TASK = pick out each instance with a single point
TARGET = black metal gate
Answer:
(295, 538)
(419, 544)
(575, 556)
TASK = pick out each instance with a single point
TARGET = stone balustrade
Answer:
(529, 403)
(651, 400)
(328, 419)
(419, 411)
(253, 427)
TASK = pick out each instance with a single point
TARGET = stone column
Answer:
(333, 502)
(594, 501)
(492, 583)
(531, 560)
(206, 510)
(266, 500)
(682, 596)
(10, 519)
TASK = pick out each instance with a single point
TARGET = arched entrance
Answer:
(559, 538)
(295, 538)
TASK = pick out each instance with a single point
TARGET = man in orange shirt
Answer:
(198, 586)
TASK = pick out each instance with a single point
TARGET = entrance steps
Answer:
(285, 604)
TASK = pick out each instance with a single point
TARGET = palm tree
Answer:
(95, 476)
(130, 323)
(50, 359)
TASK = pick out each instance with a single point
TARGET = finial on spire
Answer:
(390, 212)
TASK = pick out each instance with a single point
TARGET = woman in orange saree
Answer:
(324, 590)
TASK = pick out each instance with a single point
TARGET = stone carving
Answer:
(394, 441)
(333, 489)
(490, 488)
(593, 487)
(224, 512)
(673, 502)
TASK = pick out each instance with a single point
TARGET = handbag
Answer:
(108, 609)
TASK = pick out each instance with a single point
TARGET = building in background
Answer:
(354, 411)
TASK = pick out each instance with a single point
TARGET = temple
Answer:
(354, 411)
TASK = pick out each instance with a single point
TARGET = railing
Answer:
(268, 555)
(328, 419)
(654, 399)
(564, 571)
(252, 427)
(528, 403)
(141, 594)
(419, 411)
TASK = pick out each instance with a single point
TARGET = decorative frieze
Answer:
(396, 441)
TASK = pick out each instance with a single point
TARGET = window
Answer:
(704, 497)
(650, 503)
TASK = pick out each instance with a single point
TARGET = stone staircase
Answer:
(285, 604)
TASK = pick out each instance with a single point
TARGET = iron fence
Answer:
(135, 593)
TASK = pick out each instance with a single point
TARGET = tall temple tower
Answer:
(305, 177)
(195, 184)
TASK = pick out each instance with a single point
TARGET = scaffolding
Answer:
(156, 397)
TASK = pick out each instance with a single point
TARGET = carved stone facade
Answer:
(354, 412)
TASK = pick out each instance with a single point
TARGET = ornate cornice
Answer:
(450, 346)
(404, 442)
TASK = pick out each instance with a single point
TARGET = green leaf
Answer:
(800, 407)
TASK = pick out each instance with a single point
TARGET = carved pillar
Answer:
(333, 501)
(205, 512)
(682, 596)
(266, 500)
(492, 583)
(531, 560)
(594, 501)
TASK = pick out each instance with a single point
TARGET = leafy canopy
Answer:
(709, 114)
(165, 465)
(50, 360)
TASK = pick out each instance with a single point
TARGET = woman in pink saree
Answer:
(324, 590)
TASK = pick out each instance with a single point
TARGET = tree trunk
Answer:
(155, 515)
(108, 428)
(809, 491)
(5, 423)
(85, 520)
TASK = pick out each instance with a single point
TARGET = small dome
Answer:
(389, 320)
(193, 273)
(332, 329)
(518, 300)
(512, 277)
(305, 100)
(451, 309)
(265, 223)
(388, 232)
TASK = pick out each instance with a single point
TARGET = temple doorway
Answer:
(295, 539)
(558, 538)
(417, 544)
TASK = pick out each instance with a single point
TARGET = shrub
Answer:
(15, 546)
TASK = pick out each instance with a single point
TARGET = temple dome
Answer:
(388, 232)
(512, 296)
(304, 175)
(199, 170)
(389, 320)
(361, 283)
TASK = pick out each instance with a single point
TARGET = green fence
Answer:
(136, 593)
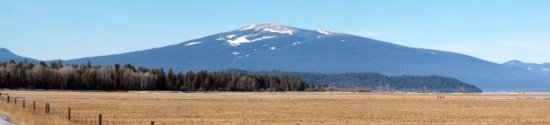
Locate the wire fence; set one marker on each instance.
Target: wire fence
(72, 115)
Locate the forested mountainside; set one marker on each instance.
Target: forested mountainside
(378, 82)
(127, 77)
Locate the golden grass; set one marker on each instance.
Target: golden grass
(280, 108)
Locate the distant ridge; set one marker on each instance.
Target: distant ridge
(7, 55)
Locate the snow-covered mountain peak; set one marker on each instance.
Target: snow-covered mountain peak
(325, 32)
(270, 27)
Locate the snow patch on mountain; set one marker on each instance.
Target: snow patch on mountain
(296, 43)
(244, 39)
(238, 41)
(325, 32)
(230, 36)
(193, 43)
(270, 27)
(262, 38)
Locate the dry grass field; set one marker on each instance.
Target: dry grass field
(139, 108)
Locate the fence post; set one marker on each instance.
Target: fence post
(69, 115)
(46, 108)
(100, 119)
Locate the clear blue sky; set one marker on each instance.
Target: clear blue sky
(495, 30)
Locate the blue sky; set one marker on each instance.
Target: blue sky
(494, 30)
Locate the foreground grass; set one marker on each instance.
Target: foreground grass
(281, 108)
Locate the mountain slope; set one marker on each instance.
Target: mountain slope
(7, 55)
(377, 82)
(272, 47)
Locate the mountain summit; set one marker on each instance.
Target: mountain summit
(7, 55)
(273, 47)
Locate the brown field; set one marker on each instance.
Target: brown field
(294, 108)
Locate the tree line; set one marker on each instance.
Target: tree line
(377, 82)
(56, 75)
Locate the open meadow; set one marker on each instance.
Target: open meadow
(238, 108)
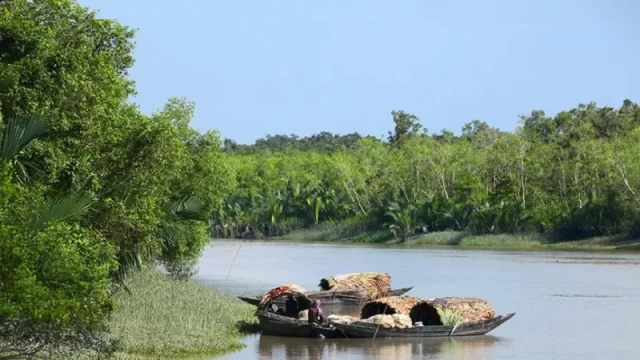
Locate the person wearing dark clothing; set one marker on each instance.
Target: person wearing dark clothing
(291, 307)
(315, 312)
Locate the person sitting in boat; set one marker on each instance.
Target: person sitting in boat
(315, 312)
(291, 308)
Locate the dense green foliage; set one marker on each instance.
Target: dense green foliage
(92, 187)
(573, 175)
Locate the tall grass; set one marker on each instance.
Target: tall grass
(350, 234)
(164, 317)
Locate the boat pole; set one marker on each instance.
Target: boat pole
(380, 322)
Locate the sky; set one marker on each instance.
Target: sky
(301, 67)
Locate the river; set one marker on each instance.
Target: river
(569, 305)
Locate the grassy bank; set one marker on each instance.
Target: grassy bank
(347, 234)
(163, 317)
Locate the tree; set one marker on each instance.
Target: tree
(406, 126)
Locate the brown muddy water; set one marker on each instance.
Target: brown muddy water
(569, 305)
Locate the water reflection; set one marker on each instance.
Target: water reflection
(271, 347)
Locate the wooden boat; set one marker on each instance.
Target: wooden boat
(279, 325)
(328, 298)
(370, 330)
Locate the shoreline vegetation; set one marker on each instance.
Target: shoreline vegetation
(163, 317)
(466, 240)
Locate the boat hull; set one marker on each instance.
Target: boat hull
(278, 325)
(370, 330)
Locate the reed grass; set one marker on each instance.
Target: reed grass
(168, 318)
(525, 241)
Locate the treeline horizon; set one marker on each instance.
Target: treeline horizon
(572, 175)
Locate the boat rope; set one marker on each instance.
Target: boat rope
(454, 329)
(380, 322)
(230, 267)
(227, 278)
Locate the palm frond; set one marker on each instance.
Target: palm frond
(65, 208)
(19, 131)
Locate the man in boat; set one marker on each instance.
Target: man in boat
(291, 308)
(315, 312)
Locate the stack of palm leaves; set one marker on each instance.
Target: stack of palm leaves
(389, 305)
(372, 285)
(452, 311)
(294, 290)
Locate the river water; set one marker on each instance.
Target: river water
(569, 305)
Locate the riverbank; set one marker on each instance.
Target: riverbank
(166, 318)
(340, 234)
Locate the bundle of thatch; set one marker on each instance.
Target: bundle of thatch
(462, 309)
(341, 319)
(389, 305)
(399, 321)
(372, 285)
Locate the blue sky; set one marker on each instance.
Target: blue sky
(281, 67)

--------------------------------

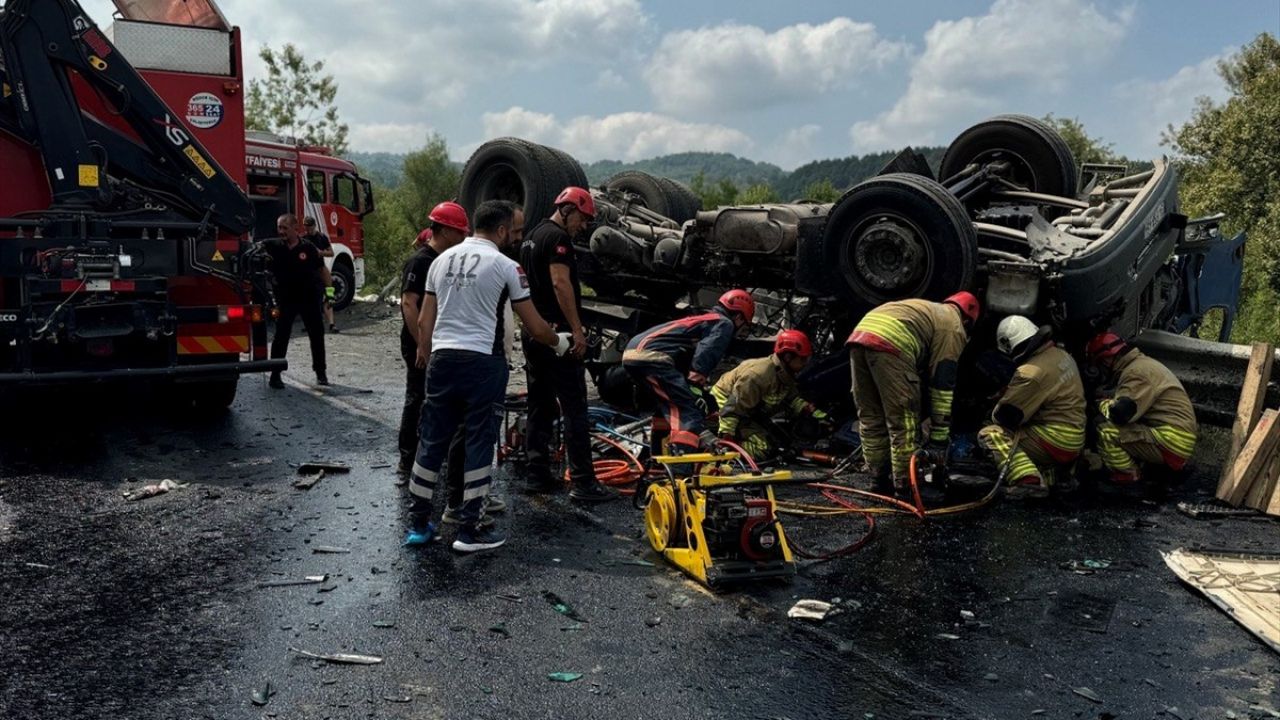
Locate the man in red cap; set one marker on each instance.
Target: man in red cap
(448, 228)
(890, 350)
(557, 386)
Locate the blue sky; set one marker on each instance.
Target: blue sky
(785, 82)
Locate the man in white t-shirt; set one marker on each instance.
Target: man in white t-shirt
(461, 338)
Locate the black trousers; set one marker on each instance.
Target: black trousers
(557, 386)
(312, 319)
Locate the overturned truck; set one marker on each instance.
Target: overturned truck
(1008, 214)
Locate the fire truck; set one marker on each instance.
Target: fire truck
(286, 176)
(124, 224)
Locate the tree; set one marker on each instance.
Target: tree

--------------------------------

_Aim of the task_: Return every line of the entries above that contains the string "golden", matching case exactly.

_Exercise result_:
Locate the golden grass; set one marker on each instance.
Target: golden grass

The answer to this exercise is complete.